→ **Exercise prompt**:
Recast the lines as a JSON list of strings, one string per line, starting at the line that contains "on water in the photo below." and continuing through the last of the lines below. Leave out blank lines and the pictures.
----------
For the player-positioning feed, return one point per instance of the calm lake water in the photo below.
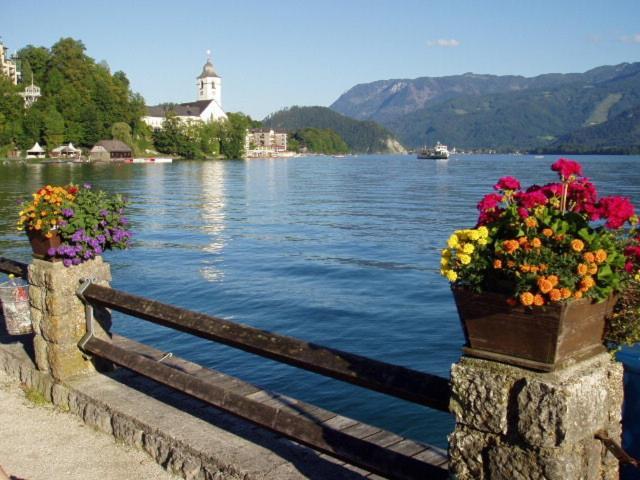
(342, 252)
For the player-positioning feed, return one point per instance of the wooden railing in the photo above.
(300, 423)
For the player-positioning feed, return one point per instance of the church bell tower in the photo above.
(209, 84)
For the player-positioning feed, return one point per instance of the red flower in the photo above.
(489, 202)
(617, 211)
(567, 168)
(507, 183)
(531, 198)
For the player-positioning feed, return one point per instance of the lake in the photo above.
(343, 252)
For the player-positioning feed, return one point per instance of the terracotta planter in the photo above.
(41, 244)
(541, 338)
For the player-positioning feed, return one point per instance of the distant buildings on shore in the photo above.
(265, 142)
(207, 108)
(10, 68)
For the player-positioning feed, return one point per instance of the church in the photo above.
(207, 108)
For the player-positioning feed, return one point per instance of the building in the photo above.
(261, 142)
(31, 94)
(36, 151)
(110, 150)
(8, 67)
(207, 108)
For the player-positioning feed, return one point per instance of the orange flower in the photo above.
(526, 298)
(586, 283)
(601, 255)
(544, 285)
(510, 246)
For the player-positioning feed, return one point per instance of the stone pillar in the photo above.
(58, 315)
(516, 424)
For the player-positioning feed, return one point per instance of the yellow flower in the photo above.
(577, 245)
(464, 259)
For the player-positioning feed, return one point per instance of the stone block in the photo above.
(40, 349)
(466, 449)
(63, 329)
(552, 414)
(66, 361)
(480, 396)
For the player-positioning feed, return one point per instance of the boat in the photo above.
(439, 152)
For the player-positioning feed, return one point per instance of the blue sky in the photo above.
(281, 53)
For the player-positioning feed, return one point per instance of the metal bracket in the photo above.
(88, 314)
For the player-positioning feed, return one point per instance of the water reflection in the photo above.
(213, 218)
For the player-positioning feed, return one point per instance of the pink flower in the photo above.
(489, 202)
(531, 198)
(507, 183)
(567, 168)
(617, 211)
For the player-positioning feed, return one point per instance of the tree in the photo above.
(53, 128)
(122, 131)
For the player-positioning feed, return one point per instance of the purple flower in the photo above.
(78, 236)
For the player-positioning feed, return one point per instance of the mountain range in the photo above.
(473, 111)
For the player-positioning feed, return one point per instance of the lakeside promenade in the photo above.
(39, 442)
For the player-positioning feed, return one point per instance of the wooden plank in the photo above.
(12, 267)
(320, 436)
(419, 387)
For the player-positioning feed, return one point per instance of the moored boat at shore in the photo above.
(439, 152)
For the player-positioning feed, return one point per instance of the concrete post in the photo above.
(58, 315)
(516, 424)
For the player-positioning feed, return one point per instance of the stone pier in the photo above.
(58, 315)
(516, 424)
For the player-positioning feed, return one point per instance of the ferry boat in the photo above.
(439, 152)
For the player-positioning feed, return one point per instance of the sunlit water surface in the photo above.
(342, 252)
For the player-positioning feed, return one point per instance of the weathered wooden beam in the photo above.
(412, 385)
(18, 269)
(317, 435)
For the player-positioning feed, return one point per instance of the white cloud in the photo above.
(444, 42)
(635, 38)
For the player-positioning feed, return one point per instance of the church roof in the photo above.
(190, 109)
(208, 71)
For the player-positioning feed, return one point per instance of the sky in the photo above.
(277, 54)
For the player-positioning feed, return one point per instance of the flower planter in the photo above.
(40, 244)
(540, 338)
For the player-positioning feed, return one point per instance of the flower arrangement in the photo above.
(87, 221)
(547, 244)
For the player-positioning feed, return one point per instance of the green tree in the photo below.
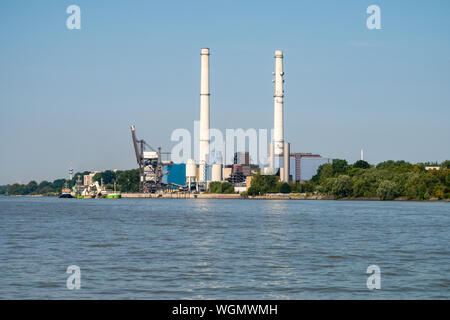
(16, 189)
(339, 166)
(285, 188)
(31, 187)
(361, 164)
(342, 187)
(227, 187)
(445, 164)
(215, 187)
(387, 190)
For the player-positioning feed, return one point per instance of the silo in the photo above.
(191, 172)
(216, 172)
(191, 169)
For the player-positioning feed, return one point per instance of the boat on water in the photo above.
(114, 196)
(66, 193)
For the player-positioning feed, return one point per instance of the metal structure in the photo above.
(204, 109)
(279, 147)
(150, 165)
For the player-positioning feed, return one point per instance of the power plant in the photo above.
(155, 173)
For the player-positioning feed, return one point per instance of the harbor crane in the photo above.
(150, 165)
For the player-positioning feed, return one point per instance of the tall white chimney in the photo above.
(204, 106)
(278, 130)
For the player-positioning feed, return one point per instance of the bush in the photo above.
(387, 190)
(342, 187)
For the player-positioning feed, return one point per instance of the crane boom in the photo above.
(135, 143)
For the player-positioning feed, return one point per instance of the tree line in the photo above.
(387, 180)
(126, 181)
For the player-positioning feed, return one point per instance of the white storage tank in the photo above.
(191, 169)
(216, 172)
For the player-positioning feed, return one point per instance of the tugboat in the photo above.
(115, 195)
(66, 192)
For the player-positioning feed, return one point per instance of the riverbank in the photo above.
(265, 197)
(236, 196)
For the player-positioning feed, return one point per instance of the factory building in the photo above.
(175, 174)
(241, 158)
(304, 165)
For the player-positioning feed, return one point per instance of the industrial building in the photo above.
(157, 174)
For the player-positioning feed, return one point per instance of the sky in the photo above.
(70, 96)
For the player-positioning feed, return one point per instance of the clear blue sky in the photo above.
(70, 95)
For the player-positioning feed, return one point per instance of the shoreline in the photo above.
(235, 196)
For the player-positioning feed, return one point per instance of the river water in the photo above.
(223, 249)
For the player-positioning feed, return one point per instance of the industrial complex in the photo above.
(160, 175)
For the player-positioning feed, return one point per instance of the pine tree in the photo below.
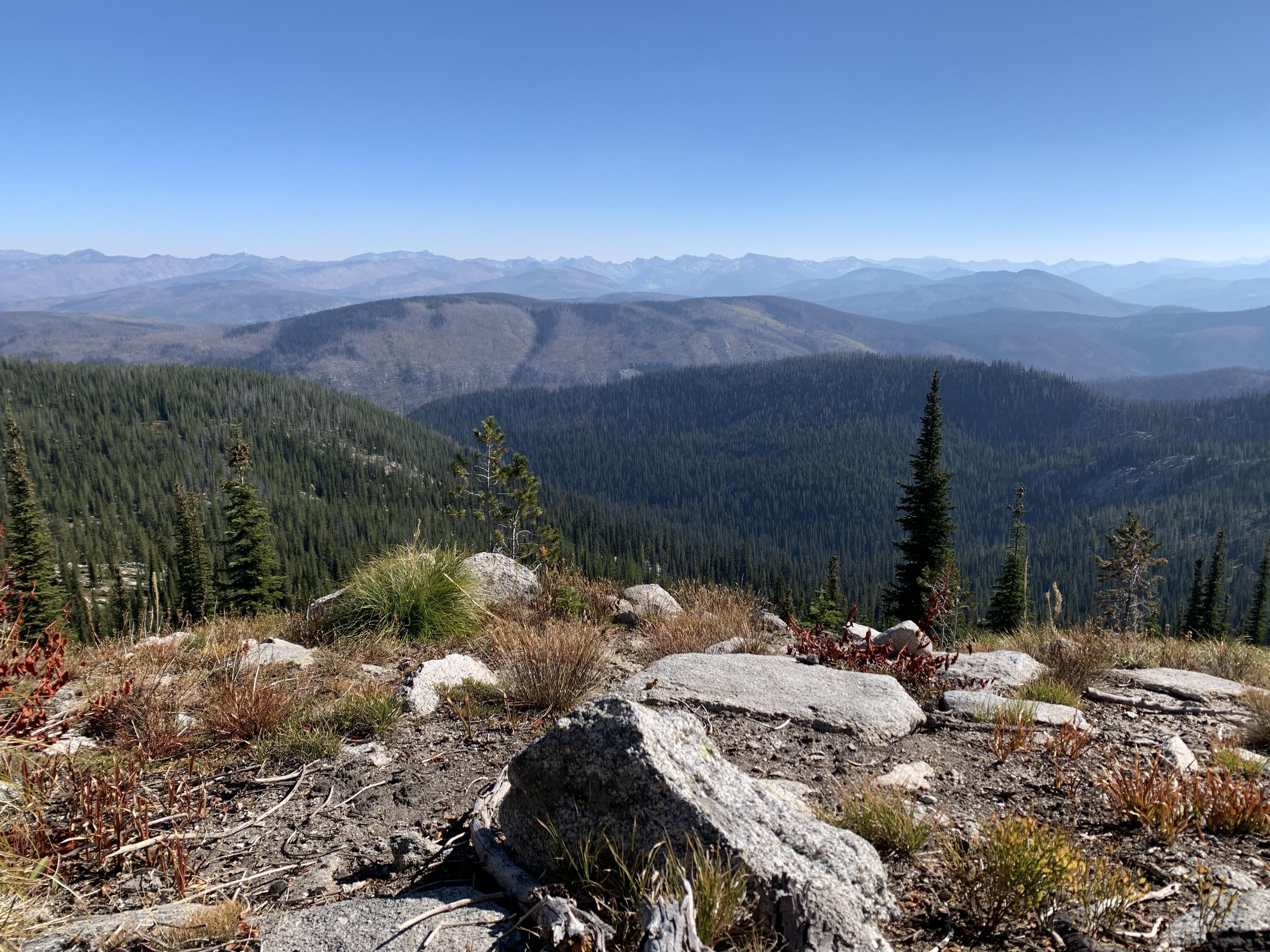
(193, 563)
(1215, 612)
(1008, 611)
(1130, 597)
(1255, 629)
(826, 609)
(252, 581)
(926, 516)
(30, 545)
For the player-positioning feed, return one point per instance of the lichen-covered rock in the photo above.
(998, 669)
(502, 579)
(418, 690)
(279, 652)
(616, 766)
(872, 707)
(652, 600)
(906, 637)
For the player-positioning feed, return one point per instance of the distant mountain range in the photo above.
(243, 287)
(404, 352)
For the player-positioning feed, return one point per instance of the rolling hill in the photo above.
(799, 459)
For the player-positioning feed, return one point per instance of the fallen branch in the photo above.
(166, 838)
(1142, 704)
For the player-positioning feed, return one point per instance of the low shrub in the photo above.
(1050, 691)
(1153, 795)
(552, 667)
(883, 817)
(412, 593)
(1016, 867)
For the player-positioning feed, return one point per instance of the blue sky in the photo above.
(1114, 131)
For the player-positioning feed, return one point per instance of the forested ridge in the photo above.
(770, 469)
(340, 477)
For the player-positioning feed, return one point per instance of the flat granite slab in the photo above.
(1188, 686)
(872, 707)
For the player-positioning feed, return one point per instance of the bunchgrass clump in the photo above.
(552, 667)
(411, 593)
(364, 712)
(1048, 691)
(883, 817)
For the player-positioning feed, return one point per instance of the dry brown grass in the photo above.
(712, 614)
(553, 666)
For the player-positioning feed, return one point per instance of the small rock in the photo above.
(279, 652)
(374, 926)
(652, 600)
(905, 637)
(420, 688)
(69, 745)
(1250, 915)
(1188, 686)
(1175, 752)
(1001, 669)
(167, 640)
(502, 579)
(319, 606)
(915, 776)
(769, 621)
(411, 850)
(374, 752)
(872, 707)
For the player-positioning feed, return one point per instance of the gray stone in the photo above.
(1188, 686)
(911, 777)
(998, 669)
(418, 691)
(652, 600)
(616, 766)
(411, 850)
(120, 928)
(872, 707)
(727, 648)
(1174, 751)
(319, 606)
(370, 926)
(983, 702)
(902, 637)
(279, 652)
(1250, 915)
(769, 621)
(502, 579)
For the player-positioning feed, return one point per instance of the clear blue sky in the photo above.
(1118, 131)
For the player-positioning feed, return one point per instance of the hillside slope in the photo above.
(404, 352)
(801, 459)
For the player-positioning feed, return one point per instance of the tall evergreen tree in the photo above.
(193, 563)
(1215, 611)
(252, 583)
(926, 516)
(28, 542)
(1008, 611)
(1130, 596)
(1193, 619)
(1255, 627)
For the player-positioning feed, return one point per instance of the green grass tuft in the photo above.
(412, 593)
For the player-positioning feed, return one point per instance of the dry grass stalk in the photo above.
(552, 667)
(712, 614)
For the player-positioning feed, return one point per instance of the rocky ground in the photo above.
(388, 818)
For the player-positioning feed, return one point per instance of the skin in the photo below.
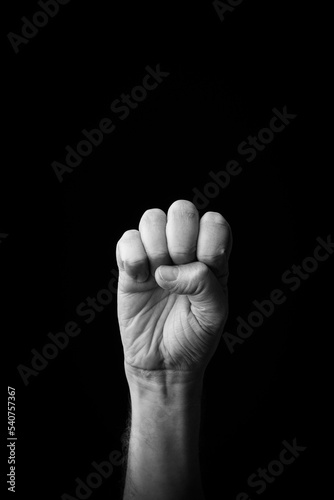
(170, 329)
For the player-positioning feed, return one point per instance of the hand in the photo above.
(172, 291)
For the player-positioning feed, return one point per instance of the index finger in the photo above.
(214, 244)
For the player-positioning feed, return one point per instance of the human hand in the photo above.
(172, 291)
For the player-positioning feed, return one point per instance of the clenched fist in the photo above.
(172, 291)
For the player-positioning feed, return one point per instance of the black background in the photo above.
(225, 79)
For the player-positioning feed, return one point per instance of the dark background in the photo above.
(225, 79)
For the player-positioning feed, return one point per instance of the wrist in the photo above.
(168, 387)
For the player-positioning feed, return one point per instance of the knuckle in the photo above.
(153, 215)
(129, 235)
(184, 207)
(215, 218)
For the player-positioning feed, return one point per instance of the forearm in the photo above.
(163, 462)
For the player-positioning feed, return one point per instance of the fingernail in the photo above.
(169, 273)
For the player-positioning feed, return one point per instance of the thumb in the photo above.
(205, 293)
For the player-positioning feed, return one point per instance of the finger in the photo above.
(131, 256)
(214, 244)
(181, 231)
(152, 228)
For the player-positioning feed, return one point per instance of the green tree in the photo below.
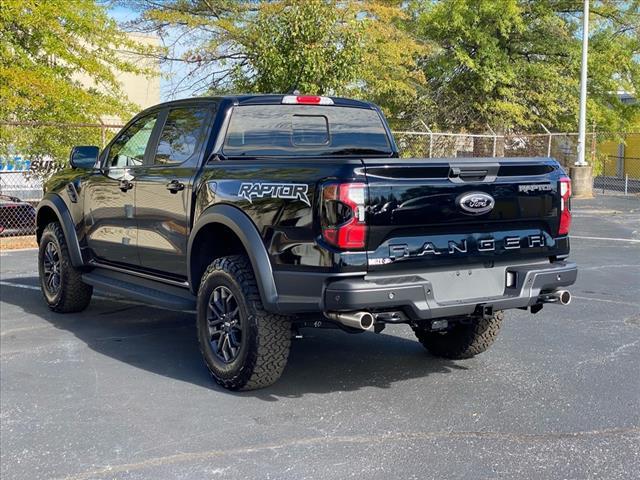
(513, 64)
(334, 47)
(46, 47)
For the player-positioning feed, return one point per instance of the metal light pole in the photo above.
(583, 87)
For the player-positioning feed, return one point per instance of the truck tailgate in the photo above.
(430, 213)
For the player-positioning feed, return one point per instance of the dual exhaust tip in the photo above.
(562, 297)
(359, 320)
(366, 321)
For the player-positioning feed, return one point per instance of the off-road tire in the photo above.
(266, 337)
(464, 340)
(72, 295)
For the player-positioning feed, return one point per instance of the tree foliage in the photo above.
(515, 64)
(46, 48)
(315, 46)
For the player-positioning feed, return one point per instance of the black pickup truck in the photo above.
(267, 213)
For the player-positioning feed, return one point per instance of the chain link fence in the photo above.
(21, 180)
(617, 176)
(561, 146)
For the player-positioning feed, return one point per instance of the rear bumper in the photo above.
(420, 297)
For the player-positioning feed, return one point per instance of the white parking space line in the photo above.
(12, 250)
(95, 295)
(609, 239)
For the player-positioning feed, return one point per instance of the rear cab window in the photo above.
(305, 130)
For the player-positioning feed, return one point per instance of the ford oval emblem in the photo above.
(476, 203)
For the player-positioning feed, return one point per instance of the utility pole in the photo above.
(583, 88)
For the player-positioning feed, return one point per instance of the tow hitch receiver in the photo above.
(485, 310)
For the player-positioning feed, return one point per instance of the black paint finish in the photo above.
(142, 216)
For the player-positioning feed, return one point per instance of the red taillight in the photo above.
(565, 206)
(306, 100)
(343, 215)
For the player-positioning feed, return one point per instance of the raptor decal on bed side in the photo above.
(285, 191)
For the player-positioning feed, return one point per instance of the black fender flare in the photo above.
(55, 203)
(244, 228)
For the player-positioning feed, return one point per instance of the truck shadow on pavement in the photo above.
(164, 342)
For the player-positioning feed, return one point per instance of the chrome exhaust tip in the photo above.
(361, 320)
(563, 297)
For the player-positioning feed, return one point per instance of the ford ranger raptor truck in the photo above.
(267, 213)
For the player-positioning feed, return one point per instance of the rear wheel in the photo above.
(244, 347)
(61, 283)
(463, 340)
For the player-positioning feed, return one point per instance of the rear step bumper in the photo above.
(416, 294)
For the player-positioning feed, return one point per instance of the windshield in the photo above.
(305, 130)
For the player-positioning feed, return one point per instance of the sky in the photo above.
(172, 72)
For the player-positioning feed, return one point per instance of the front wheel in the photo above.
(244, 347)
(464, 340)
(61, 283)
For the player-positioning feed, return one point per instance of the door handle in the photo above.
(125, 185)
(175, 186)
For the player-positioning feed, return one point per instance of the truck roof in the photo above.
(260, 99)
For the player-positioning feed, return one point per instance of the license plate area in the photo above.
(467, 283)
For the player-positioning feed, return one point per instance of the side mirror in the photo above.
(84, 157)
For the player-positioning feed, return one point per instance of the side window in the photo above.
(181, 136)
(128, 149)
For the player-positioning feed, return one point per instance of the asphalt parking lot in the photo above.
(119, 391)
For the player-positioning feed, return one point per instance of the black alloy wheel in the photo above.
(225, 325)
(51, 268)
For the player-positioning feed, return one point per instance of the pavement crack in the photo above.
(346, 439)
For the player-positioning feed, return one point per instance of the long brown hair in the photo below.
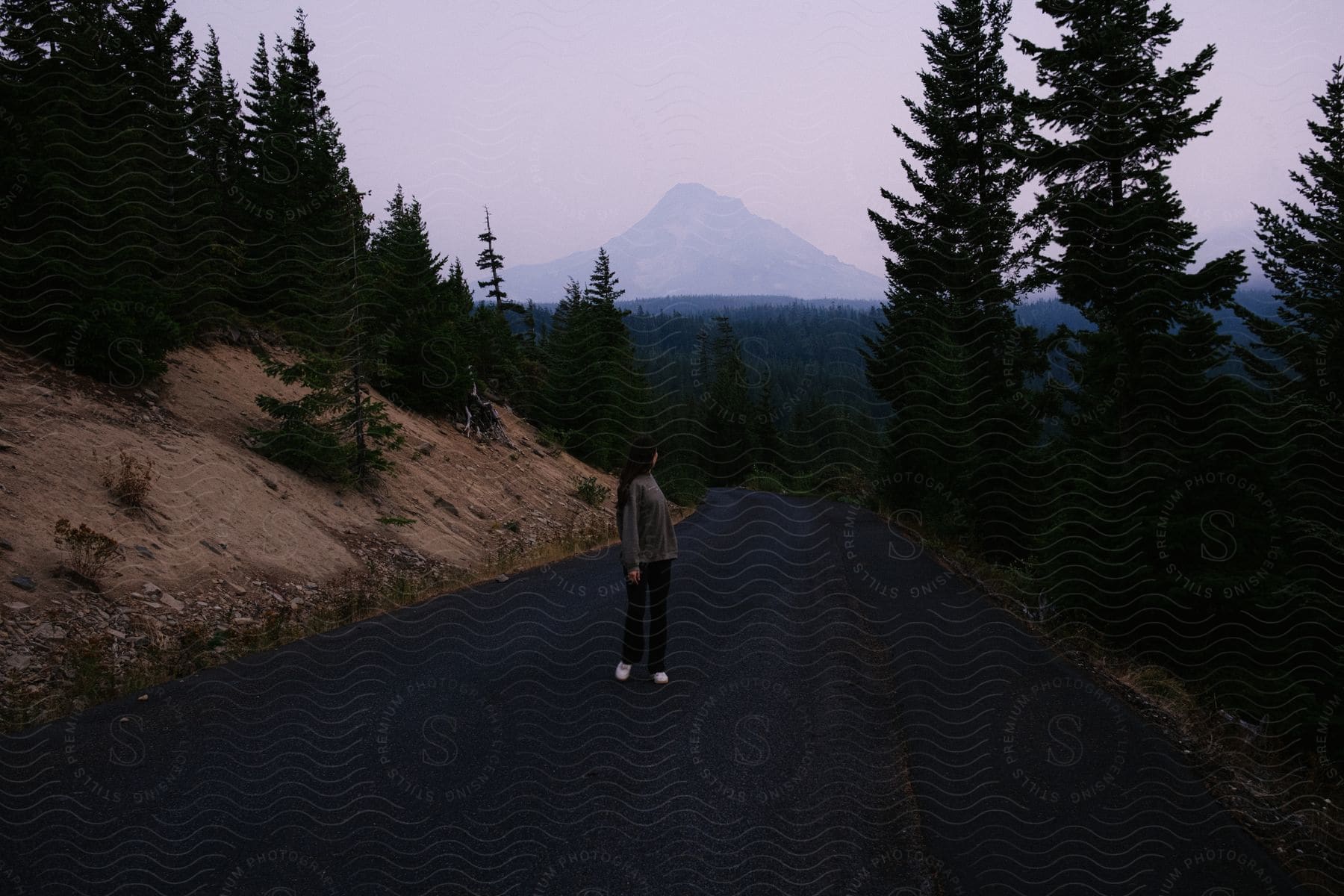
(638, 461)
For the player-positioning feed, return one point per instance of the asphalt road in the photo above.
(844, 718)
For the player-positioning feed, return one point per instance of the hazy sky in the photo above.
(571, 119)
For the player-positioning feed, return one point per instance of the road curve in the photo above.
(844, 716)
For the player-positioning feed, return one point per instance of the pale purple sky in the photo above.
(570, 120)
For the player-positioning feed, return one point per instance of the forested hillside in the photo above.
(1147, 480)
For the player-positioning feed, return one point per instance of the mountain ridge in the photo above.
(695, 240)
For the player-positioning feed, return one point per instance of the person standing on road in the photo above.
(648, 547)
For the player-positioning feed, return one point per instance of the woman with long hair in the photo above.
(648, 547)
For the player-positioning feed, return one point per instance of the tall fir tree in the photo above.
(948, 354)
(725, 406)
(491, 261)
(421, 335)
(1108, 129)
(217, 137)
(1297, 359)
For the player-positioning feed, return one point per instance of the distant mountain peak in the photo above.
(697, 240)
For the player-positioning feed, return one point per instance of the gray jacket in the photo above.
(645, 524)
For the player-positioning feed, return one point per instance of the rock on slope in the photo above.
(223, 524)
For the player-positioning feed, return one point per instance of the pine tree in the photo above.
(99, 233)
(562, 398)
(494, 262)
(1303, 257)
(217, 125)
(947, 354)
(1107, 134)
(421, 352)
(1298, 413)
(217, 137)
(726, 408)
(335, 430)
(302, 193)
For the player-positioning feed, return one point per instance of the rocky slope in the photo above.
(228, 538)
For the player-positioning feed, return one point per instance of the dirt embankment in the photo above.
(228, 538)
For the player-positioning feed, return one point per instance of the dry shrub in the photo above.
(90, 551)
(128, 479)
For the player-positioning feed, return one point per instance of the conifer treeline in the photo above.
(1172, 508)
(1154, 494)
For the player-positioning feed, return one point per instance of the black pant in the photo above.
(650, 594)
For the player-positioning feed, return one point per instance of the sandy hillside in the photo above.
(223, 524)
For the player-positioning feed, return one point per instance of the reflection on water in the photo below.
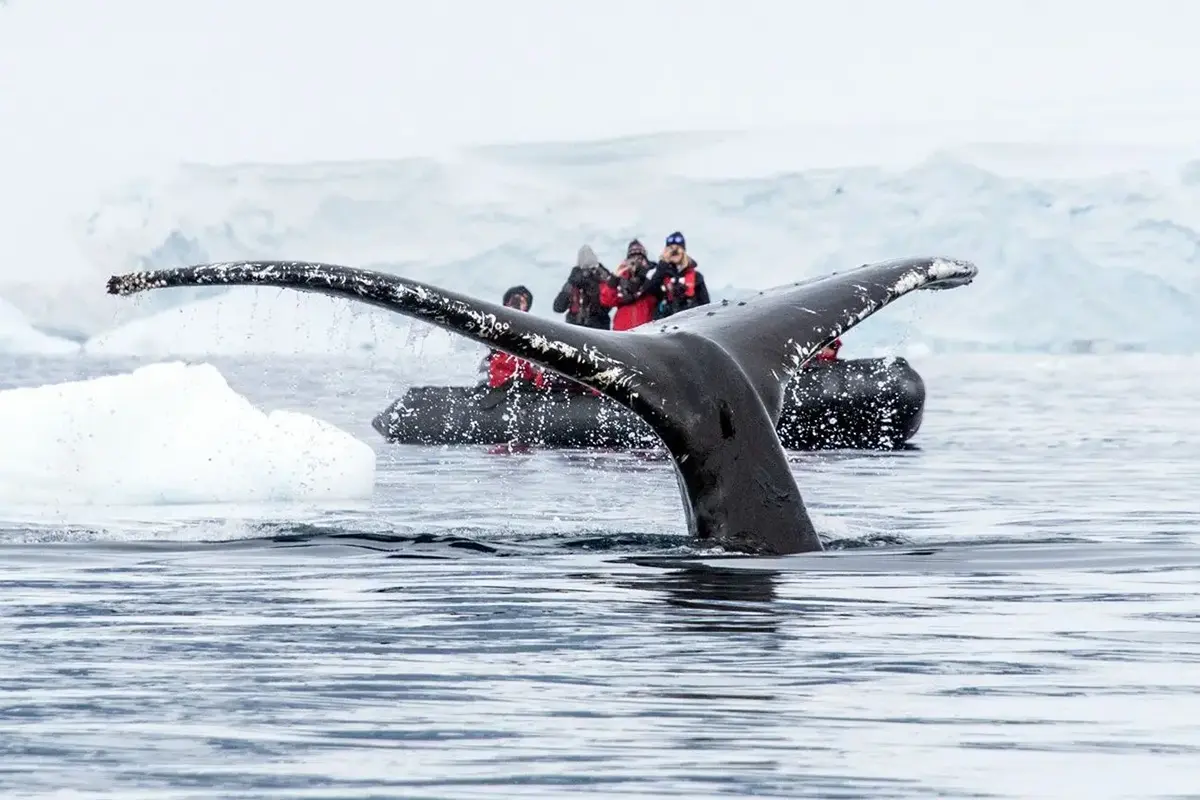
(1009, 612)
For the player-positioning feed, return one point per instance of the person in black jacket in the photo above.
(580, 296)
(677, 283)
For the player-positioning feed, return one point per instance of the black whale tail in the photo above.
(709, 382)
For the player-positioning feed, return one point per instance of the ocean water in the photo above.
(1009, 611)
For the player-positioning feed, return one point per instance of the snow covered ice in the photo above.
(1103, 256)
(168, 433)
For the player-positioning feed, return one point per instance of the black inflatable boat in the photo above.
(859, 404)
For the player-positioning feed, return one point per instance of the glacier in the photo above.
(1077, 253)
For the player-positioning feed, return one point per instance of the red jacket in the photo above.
----------
→ **In response**:
[
  "For the player-positioning feed, return one point per instance of the reflection on water in the photo below.",
  "(1009, 612)",
  "For the player-positioning feed, return one point per instance of the person in black jacket in the photo above.",
  "(580, 296)",
  "(677, 283)",
  "For the player-positioning feed, return one point per instance of the black whale tail in the photo above.",
  "(709, 382)",
  "For the player-positioning feed, return one point per instance of the ocean water in the photo above.",
  "(1009, 611)",
  "For the player-positioning feed, return one point per instance of the snow covered ice in the photo above.",
  "(1103, 256)",
  "(168, 433)",
  "For the player-positioning feed, return one point per instance of the black inflatable boat in the photo above.",
  "(859, 404)",
  "For the player-positioning feed, return one point per instance of the glacier in the photo above.",
  "(1077, 253)",
  "For the player-positioning feed, return one point per instance of the red jacket in the photo above."
]